#### TRY IT:
Each line of the records that includes "smartphone" should be found and copied.

#### AVAILABLE RECORDS:
▼▼▼

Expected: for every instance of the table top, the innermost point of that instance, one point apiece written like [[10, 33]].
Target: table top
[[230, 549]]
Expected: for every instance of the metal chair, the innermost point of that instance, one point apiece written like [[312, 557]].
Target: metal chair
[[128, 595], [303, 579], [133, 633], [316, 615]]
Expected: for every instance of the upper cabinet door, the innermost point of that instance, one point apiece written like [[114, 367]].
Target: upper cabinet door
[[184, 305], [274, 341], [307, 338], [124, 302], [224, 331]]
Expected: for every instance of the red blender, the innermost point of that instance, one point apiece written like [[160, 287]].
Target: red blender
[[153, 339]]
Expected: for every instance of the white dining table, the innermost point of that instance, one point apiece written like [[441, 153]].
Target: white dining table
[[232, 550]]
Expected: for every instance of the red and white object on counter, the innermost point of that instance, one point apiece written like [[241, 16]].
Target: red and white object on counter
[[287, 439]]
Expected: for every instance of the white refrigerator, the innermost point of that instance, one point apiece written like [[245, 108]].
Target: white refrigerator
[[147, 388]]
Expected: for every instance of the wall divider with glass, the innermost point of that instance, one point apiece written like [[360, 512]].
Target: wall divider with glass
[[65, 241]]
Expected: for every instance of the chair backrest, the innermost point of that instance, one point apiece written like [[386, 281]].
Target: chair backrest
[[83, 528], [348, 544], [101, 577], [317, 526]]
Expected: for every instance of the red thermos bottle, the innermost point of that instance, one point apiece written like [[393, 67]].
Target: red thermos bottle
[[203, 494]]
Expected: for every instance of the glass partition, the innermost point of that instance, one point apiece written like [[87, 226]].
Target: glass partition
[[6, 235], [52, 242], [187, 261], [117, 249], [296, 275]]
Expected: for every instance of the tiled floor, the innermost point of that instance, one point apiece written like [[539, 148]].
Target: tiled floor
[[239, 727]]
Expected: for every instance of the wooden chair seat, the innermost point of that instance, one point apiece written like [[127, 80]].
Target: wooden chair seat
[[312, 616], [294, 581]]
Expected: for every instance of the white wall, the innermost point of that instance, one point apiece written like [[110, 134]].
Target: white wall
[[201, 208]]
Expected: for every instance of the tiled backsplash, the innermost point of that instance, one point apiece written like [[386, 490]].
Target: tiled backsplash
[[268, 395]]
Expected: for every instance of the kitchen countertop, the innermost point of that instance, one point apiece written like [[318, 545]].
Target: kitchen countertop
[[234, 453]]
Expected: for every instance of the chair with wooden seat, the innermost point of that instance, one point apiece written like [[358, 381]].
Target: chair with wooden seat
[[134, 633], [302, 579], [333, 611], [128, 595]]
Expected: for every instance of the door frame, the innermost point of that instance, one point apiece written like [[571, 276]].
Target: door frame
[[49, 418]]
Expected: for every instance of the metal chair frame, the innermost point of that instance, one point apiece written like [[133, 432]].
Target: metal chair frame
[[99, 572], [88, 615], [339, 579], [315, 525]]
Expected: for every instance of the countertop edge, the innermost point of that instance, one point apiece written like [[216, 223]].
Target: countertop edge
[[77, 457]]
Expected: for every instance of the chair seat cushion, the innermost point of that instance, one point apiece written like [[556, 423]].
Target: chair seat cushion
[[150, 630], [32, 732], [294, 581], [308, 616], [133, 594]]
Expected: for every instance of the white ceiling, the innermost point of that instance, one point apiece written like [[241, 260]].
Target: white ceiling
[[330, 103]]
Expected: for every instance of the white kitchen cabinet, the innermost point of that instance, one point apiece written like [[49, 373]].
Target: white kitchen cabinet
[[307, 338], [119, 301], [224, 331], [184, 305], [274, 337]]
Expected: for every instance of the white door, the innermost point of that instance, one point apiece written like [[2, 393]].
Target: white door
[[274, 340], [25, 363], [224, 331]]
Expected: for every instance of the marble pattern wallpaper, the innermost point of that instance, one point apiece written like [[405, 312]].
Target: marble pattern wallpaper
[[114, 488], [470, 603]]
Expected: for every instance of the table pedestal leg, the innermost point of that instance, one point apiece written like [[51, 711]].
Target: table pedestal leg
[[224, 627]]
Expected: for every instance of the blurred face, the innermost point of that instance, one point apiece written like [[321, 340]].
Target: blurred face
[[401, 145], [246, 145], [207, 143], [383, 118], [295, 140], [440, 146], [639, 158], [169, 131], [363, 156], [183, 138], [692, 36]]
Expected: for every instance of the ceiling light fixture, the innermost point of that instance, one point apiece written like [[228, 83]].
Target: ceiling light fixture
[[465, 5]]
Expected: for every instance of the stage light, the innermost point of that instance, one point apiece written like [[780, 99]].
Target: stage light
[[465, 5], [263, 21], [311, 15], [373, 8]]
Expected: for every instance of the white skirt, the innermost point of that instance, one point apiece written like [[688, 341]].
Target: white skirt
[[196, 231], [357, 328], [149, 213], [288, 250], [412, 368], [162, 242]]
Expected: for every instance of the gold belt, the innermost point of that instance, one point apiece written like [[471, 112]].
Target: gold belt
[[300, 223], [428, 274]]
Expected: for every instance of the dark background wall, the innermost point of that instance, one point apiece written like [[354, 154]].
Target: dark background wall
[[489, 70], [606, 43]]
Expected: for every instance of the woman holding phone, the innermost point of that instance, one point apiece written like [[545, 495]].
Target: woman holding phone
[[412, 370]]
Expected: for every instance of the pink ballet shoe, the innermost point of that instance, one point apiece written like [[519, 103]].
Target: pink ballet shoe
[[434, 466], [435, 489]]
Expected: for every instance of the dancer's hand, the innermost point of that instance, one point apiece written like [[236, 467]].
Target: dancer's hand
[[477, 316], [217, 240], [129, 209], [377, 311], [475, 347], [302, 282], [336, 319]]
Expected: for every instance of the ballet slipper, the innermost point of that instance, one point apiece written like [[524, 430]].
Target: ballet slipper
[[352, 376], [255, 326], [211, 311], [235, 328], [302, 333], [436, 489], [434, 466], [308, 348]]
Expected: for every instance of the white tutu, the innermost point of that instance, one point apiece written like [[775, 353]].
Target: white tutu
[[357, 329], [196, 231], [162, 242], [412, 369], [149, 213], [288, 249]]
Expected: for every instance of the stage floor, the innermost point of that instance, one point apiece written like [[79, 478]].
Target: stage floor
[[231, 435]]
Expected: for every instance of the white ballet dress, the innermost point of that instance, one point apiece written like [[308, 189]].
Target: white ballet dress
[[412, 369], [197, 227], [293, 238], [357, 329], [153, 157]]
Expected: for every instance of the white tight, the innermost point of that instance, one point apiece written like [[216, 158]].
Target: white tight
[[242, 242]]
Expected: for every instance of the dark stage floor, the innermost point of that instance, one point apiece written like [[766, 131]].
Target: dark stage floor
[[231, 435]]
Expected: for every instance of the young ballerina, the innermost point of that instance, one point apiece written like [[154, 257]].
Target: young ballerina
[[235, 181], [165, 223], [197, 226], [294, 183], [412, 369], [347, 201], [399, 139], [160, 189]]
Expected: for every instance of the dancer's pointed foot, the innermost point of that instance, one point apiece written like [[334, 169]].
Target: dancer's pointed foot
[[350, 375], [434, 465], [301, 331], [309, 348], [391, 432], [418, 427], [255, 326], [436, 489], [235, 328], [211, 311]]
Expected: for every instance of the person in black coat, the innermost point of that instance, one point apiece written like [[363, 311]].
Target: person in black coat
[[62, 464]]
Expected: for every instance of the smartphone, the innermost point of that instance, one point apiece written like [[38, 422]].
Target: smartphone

▲▲▲

#### ANSWER TO THE EXERCISE:
Expected: for every instance of the smartphone, the innermost point of that instance, one point apiece written like [[38, 422]].
Target: smartphone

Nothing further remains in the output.